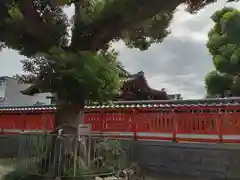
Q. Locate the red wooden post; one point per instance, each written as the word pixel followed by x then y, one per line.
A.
pixel 174 133
pixel 220 125
pixel 134 124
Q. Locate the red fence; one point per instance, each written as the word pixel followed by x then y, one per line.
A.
pixel 179 123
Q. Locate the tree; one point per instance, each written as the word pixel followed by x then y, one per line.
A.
pixel 80 66
pixel 224 46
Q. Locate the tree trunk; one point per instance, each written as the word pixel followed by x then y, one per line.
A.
pixel 62 148
pixel 68 117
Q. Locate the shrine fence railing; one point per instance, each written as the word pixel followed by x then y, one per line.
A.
pixel 210 123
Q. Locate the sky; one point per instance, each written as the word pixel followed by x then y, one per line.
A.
pixel 179 64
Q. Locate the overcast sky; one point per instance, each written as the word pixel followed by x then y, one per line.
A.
pixel 179 64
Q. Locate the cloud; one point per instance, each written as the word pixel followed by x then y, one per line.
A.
pixel 179 64
pixel 182 61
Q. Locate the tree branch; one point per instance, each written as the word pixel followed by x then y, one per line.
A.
pixel 104 32
pixel 34 23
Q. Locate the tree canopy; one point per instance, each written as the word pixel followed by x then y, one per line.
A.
pixel 224 46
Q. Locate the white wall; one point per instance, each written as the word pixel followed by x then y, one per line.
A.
pixel 15 98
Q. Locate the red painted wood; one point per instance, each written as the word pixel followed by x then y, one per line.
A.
pixel 202 120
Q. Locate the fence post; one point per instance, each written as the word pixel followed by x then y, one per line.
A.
pixel 220 125
pixel 134 127
pixel 174 133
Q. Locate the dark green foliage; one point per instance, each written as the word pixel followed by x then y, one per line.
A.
pixel 224 46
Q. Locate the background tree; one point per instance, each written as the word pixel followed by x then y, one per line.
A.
pixel 78 66
pixel 224 46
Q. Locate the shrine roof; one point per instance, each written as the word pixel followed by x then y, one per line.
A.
pixel 136 104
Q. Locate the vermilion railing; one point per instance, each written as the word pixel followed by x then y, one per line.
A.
pixel 219 123
pixel 185 123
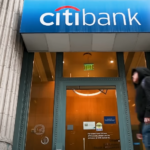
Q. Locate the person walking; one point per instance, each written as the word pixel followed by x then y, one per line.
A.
pixel 141 80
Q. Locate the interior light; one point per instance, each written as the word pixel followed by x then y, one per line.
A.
pixel 82 94
pixel 111 61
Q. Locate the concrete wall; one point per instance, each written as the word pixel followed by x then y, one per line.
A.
pixel 11 51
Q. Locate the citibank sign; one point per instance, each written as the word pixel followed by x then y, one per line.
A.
pixel 85 16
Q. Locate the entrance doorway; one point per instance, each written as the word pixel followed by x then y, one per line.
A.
pixel 92 119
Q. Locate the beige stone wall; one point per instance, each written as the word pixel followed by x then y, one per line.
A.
pixel 11 51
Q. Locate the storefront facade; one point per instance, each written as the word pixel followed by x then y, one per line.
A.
pixel 66 83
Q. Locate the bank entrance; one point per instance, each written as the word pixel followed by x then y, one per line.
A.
pixel 78 102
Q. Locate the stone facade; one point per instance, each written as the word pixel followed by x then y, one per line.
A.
pixel 11 53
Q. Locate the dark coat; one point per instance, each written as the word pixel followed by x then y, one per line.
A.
pixel 142 99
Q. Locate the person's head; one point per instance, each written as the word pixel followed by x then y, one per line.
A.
pixel 135 77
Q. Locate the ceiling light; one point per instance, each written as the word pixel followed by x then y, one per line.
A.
pixel 82 94
pixel 111 61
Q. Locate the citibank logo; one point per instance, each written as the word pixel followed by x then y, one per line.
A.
pixel 96 18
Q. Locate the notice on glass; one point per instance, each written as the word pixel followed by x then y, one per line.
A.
pixel 89 125
pixel 98 136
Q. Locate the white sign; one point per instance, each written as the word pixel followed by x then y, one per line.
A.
pixel 89 125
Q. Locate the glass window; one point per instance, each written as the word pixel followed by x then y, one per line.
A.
pixel 92 120
pixel 40 120
pixel 94 64
pixel 133 60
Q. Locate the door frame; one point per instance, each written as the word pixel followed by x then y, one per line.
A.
pixel 61 83
pixel 21 121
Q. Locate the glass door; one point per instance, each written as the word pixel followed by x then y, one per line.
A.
pixel 92 120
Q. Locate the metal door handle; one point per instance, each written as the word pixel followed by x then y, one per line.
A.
pixel 83 143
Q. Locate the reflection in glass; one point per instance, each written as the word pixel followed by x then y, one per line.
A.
pixel 40 120
pixel 94 64
pixel 92 121
pixel 133 60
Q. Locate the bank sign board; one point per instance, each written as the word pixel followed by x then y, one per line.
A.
pixel 71 16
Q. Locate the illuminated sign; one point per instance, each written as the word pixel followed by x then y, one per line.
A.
pixel 46 16
pixel 88 67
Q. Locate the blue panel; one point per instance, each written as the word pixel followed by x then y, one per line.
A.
pixel 91 16
pixel 110 120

PROBLEM DETAILS: Please copy out all of the items above word for word, leaving out the pictures.

ANSWER TO THE PROBLEM:
Q. Locate the red wooden post; one point per instance, each written as the word pixel followed by x then y, one per line.
A.
pixel 174 133
pixel 220 125
pixel 134 124
Q. Locate the red fence; one point per instance, each written as the word pixel followed by x then y, one per line.
A.
pixel 179 123
Q. Locate the tree; one point per instance, each written as the word pixel followed by x then y, one per line.
A.
pixel 80 66
pixel 224 46
Q. Locate the tree trunk; one point per instance, each written as the word pixel followed by x then y, one per line.
A.
pixel 62 148
pixel 68 117
Q. Locate the shrine fence railing; one point per instance, each written as the word pixel followed by x then y, one per line.
A.
pixel 210 123
Q. Locate the sky; one point per instance, each written as the word pixel followed by x then y, one per line.
A.
pixel 179 64
Q. Locate the overcast sky; one point per instance, each written as the word pixel followed by x then y, one per line.
A.
pixel 179 64
Q. Locate the cloud; one point per instance, each written as the word pixel followed by x then y, one per line.
A.
pixel 179 64
pixel 182 61
Q. Locate the tree branch; one point per instance, each written as the word pixel followed by x then y, one per line.
A.
pixel 104 32
pixel 34 23
Q. Locate the tree canopy; one point per instance, each written as the word pixel followed by x then y, one per line.
A.
pixel 224 46
Q. Locate the white wall; one point per instance, each written as the word pixel followed by x then y, one per line.
A.
pixel 15 98
Q. Locate the red painted wood; one point per instance, each written as the word pixel followed by x then y, one per line.
A.
pixel 202 120
Q. Locate the fence post; one point per instance, each written as the word pixel followed by x then y, one per line.
A.
pixel 220 125
pixel 134 127
pixel 174 133
Q. Locate the dark green foliage; one point per instance, each written as the word pixel followed by x then y, one per line.
A.
pixel 224 46
Q. Locate the background tree; one point per instance, each written as the word pixel followed by x then y, one per line.
A.
pixel 78 66
pixel 224 46
Q. Locate the shrine roof; one point per instance, each written as the word pixel followed by x then y, one per line.
A.
pixel 136 104
Q. Locate the vermilion railing; one point per instance, each written as the word pixel followed by x then y, one per line.
A.
pixel 219 123
pixel 185 123
Q. Locate the person walking; one point per instance, each written as the word pixel followed by x then y, one per line.
A.
pixel 141 80
Q. Locate the interior light; one point per instance, each written as the word pixel followed by x then y, one per line.
A.
pixel 82 94
pixel 111 61
Q. Locate the concrete wall; one point per instance, each written as the word pixel followed by x then y, one per line.
A.
pixel 11 51
Q. Locate the citibank sign; one point per instance, each written as the word pixel followed by x then y, one per line.
A.
pixel 85 16
Q. Locate the entrance doorway; one point per instance, each written as the word pixel followed by x then y, one per line.
A.
pixel 92 119
Q. Locate the beige stone wall; one point per instance, each written as the word pixel followed by x then y, one per line.
A.
pixel 11 51
Q. Locate the storefront facade; one point per instance, each written as the word pixel followed by x then y, one per line.
A.
pixel 66 83
Q. Locate the bank entrance; one point per instance, each written as the word pixel followed by x then y, one per line.
A.
pixel 78 102
Q. Locate the stone facade; one point per instance, each written as the word pixel followed by x then y, one per line.
A.
pixel 11 53
Q. Locate the dark coat; one point per instance, each written as the word pixel followed by x then y, one per line.
A.
pixel 142 99
Q. Locate the person's head; one point per instance, each written as the word pixel followed by x then y, one per line.
A.
pixel 135 77
Q. Locate the ceiling light; one point per instance, each written as the word pixel followed by x then y, one per line.
A.
pixel 82 94
pixel 111 61
Q. Locate the citibank logo; one point per instance, each written as the word pixel followed by x then y, one per line.
A.
pixel 96 18
Q. Locate the notice on glass; one point per instance, each written as the word pixel followed by x then y, one per line.
A.
pixel 89 125
pixel 98 136
Q. Locate the white sign; one point per instance, each written as the word pixel followed by x then y, one per line.
A.
pixel 89 125
Q. Locate the glass window; one point per instance, each written as the word pixel followed by x then y, one per line.
A.
pixel 92 120
pixel 40 120
pixel 94 64
pixel 133 60
Q. Locate the door frame; one point per instance, each written as the word pixel followed by x then y, one per line.
A.
pixel 61 83
pixel 21 121
Q. Locate the glass door; one point per instance, each written as the word pixel followed by x then y, one per line.
A.
pixel 92 120
Q. Locate the metal door handle; one point per instance, each written as the word pixel followed by x then y, one per line.
A.
pixel 83 143
Q. Locate the reflection in glass; one point per instance, each written as the word pixel followed by x then y, one per line.
A.
pixel 40 120
pixel 94 64
pixel 92 121
pixel 133 60
Q. Locate the bank sign board; one point per instance, each written as the word pixel followed by x then y, one per line.
A.
pixel 71 16
Q. Locate the illuminated sign; one point per instance, each written as the word pixel followed by x then y, one per line.
A.
pixel 46 16
pixel 88 67
Q. Locate the blue panel; one point per instance, each written as the word pixel followed by x then y, one per line.
A.
pixel 91 16
pixel 110 120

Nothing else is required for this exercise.